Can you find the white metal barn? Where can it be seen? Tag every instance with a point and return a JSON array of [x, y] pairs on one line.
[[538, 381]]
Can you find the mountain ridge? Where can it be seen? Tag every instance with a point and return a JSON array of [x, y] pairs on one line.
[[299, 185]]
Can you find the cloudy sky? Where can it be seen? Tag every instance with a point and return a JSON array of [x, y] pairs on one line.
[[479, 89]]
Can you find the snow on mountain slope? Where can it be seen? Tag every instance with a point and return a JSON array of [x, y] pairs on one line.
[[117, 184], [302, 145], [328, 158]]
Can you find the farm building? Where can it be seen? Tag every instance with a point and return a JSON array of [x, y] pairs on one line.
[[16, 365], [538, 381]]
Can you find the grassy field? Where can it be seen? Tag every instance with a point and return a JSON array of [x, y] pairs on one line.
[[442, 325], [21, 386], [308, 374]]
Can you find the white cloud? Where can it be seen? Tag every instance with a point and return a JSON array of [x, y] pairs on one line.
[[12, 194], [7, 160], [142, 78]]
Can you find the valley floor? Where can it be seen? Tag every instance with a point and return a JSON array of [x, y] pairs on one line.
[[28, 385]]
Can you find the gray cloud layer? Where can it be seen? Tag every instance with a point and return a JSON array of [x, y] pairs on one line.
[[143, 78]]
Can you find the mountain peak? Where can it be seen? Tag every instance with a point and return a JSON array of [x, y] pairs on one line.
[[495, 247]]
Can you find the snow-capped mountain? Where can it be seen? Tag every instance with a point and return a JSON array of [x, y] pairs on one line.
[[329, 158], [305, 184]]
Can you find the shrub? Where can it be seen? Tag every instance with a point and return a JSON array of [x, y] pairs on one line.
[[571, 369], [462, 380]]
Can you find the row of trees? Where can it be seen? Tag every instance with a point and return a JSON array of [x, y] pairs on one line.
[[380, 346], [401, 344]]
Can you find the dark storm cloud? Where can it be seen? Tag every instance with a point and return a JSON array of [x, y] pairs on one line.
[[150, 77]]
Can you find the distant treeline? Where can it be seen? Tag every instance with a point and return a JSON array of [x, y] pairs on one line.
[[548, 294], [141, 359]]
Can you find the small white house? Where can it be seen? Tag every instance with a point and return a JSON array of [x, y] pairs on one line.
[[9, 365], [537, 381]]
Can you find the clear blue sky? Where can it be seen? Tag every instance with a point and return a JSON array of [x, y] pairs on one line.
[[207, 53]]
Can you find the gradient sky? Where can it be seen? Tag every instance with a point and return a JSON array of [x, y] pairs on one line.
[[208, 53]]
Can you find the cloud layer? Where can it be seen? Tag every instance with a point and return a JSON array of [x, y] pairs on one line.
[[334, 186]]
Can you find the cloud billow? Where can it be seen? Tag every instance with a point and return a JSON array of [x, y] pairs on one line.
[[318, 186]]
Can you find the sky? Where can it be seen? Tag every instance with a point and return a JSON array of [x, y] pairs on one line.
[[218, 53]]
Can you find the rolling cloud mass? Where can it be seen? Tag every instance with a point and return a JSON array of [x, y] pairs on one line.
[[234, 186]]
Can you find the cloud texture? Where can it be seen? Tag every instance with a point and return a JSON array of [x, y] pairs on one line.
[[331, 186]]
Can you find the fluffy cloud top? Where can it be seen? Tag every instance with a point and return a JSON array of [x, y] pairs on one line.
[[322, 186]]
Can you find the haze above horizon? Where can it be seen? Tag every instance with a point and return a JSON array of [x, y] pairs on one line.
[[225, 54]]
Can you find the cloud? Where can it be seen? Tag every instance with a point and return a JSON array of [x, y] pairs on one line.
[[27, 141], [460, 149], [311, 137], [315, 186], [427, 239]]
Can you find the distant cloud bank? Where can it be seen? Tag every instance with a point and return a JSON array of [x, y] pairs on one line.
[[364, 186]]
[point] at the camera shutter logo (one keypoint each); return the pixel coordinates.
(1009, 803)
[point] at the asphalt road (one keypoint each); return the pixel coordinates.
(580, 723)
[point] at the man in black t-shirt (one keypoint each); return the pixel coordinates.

**Assignment**. Give the records back in full, word for word.

**Solution for this exercise**.
Can you find the white metal barn? Where can it be seen? Tag every instance with a point and return a JSON array of [x, y] pairs on one line.
[[538, 381]]
Can you find the mountain ridge? Where can it be seen? Tag every instance with a point and return a JSON array of [x, y] pairs on one line.
[[299, 185]]
Can you find the cloudy sky? Where can it be seen? Tag every instance with a point and return a JSON array of [x, y] pairs on one line.
[[479, 89]]
Can you find the snow on mountain slope? Where can it be seen? Tag every instance with a point and return a JSON array of [x, y] pairs on one line.
[[117, 184], [302, 145], [328, 158]]
Can you find the farm building? Where can it be seen? Tag every instance with a point and return a JSON array of [x, y] pairs on one line.
[[16, 365], [538, 381]]
Can you find the grassy field? Where can it be seen? Tag every instance with a point and return a JSON array of [x, y] pairs on one line.
[[442, 325], [21, 386], [308, 374]]
Can you find the white cloud? Where can it be seen? Tag every instance with a point and return a JSON array of [x, y] pairs on one line.
[[12, 194], [7, 160], [142, 78]]
Can you find the valley floor? Where can it be seen? Tag every instance with a point and return a JSON array of [x, y] pairs on one line.
[[28, 385]]
Can you find the gray cloud layer? Where can it be seen? Tag every instance with a point and return a JSON array of [x, y] pairs on one line.
[[143, 78]]
Can you find the mountain peak? Where can it be seen? Tag every instance with a point and return a JSON array of [x, y] pairs on one line.
[[495, 247]]
Can you find the snow-capped mountain? Where can it be seen? Tag every instance with a point and return a JSON array of [x, y] pairs on one line.
[[329, 158], [305, 184]]
Can you find the shrub? Where can it be seen? Tag every instance with a point and return a JSON array of [x, y] pairs on one line.
[[571, 369], [462, 380]]
Can you find the row of trees? Where can it be seen? Tag every instance with a point and return a JSON array of [x, y] pairs on one line.
[[380, 346], [401, 344]]
Can you find the dark storm cloud? Where can it be seen? Tag every instance with a point and return a JSON array of [x, y] pairs on one line.
[[150, 77]]
Can you find the distant treeline? Where can it be seen? Tag every instance with a point and return a JSON array of [x, y] pairs on one line.
[[548, 294], [141, 359]]
Can you find the small white house? Where can it be seen? Tag every instance with a point and return a JSON array of [x, y] pairs on one line.
[[9, 365], [537, 381]]
Can you find the clear blue sky? Where can it be seen? Tag every instance with a point and return a JSON array of [x, y] pairs on one line.
[[207, 53]]
Can you find the gradient sky? Where can it be seen? Tag every instance with a point and return a JSON array of [x, y] pairs on one line.
[[208, 53]]
Can you find the cloud layer? Where can it be seen? Tag every instance with a point and return a JSON array of [x, y] pairs on one line.
[[334, 186]]
Can you find the cloud billow? Where can it be seen? Tag every instance with a point and return a JSON array of [x, y] pairs on one line.
[[318, 186]]
Can you find the sky? Where can it be seen? Tag every instance with a point and return a JSON array of [x, y] pairs on one line.
[[218, 53]]
Can you find the rolling cloud mass? Where can it be seen? Tag every instance with a point and return a JSON array of [x, y] pairs on one line.
[[234, 186]]
Can you find the cloud texture? Where can it be seen? Tag every instance with a point and return a JSON array of [x, y] pairs on one line.
[[331, 186]]
Can you find the fluffy cloud top? Where can it be seen? Tag every instance with a point and return a JSON array of [x, y] pairs on one line.
[[322, 186]]
Can you find the haze above horizon? Where can it be seen? Tag every instance with a point and return a JSON array of [x, y] pairs on one line.
[[225, 54]]
Can you find the cloud? Where can it be seen? Tag every instance with a point and return a JSON array of [x, y] pairs on one line.
[[27, 141], [460, 149], [311, 137], [315, 186], [427, 239]]
Can you find the distant cloud bank? Where can it be seen? Tag every instance with a point and return a JSON array of [x, y] pairs on one line.
[[364, 186]]
[point] at the camera shutter logo (one keypoint each); return the pixel coordinates.
(1009, 803)
[point] at the asphalt road (one keypoint each); return the pixel coordinates.
(580, 723)
[point] at the man in black t-shirt (one keypoint each); return the pixel coordinates.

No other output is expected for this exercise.